- Exercise task
Quote the items below verbatim, from the line with "Question: For every instance of the forehead" to the line with "[(360, 107)]", both included.

- Input for this task
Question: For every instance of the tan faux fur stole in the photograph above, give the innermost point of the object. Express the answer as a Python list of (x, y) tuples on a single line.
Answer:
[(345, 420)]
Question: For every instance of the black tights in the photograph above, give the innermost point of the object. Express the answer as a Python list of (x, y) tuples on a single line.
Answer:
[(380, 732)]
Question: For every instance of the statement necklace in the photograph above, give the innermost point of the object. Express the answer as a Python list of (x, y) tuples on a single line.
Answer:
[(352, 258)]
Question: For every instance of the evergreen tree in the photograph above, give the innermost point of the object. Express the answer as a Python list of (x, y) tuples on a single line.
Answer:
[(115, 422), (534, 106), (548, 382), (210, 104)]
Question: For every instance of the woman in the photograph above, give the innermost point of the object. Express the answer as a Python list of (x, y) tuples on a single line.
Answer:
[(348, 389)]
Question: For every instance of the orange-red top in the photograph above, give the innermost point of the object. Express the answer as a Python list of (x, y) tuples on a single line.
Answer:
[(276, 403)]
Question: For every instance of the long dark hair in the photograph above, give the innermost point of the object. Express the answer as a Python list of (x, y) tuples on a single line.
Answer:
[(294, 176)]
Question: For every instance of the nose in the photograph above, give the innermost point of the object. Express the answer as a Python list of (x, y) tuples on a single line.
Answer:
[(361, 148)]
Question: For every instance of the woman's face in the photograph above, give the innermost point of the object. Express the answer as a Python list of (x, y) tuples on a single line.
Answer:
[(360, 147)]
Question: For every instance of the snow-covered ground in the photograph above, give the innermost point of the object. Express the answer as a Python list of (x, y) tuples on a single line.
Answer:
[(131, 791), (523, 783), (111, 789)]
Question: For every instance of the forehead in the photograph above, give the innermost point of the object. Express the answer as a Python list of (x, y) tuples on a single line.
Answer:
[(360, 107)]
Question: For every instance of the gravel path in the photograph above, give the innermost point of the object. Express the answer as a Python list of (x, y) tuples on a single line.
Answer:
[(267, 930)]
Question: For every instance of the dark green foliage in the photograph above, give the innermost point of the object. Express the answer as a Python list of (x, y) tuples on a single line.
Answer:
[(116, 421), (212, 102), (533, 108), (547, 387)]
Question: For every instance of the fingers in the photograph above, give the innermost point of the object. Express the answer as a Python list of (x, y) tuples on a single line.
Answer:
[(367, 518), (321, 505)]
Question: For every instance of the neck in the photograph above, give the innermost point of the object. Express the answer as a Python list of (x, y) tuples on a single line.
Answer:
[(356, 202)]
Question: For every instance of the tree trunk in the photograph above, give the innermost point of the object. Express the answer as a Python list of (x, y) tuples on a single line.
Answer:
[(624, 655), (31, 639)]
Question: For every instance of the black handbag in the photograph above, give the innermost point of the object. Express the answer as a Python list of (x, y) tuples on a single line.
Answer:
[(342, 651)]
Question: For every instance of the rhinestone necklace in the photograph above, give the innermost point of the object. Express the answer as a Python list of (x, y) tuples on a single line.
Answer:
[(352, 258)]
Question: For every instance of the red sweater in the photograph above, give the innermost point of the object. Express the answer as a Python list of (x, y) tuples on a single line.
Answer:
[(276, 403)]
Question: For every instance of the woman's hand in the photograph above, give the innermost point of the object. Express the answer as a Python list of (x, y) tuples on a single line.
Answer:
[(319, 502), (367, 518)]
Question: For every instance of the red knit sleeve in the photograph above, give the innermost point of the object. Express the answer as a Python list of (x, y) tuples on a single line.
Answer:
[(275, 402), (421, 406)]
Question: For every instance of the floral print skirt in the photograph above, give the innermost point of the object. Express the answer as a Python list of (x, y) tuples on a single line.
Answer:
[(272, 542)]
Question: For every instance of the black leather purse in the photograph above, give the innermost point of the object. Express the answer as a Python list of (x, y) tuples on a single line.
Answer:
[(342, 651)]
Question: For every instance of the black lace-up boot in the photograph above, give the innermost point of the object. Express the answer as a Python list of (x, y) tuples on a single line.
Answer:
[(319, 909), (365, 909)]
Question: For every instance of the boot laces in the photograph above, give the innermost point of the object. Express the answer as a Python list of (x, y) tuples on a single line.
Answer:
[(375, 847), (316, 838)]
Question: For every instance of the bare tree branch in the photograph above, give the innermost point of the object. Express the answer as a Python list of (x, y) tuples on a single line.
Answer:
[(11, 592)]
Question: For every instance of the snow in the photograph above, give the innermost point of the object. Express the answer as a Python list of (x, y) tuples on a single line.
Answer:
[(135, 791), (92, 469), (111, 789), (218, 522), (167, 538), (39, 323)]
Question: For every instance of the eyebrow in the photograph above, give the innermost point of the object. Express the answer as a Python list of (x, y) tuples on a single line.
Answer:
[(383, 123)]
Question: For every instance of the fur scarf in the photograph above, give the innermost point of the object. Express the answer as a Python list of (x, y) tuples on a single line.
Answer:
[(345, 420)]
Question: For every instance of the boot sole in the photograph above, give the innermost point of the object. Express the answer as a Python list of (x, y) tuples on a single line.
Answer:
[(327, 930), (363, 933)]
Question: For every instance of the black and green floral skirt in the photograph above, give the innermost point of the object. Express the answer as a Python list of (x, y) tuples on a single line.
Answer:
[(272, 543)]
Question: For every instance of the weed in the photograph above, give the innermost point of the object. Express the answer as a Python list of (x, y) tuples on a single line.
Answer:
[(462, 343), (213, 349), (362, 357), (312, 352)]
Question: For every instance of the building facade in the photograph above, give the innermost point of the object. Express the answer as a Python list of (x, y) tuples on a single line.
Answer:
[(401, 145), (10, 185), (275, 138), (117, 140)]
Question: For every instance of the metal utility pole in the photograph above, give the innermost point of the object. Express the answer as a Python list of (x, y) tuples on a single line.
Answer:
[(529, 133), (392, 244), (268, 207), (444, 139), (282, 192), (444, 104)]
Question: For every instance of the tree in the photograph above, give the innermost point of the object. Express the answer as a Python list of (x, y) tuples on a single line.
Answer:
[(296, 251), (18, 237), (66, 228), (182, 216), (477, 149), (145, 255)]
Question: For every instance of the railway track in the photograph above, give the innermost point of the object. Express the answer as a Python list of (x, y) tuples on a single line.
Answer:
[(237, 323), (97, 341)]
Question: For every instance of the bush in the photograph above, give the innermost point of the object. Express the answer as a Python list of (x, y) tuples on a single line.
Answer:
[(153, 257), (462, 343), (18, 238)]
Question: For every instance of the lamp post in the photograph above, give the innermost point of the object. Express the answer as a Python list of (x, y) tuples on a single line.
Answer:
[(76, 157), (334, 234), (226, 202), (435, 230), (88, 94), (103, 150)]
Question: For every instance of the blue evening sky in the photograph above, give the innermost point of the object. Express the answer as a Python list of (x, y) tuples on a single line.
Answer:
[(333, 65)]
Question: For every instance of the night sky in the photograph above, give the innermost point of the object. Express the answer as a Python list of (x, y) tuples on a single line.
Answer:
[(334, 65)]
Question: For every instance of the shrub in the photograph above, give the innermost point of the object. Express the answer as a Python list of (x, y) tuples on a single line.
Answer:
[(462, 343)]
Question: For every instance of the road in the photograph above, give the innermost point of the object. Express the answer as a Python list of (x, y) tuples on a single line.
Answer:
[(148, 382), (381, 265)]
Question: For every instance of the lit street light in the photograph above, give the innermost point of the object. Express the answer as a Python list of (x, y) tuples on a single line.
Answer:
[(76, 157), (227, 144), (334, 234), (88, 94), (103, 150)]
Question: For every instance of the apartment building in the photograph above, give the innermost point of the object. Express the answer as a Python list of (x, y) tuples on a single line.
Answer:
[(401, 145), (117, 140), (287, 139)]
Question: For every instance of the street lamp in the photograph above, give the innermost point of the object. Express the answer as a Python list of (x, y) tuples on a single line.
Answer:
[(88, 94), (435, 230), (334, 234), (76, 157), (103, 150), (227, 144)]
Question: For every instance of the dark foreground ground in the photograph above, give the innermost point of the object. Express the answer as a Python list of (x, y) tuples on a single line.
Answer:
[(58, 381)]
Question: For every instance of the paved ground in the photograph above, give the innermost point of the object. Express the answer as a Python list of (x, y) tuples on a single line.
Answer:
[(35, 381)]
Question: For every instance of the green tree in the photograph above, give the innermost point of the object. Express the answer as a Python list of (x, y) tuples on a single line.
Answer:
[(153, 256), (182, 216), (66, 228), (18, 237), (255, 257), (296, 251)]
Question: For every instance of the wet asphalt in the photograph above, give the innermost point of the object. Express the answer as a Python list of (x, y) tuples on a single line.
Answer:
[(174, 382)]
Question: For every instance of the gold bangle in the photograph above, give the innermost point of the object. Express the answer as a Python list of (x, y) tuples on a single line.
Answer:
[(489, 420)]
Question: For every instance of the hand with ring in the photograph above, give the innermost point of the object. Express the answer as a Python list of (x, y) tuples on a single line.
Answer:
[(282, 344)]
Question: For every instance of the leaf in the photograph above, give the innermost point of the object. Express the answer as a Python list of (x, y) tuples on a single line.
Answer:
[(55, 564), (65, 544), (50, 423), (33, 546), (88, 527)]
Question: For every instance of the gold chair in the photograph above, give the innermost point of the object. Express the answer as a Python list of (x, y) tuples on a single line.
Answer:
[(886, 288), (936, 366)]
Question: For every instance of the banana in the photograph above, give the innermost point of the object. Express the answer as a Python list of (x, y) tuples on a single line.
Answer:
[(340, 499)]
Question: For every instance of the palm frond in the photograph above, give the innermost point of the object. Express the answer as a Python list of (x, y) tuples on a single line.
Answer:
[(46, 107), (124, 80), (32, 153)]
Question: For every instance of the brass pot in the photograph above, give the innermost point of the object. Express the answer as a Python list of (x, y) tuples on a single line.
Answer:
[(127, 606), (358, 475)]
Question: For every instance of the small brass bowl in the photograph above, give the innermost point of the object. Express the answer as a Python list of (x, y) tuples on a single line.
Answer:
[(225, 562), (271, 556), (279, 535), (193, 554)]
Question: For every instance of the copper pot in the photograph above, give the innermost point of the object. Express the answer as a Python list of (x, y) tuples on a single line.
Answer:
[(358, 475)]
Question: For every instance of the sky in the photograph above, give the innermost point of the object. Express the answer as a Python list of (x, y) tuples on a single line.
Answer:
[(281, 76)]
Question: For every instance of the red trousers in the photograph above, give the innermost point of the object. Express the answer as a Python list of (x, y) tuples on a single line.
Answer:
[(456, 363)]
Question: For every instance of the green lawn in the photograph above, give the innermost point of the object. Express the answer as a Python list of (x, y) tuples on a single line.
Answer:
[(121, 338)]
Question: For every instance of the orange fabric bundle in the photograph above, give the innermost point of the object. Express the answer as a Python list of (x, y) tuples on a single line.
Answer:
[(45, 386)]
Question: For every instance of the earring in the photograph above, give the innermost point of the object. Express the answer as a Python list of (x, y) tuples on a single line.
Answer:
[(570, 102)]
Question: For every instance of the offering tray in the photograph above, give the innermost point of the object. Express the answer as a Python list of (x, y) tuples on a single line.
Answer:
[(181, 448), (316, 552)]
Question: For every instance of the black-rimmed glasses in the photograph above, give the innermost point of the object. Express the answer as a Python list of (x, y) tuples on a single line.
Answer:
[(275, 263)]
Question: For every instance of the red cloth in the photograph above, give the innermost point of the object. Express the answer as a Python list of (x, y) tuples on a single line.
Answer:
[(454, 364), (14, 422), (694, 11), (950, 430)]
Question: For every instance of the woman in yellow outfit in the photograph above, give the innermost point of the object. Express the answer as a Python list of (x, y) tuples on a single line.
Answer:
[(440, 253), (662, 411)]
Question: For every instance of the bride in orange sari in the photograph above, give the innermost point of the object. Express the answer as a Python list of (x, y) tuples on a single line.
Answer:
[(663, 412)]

- Problem solution
Question: For every instance of the forehead in the photograph above, give the innermost point of the object. Express the answer as a Python list of (x, y) tuples on a single line.
Answer:
[(360, 107)]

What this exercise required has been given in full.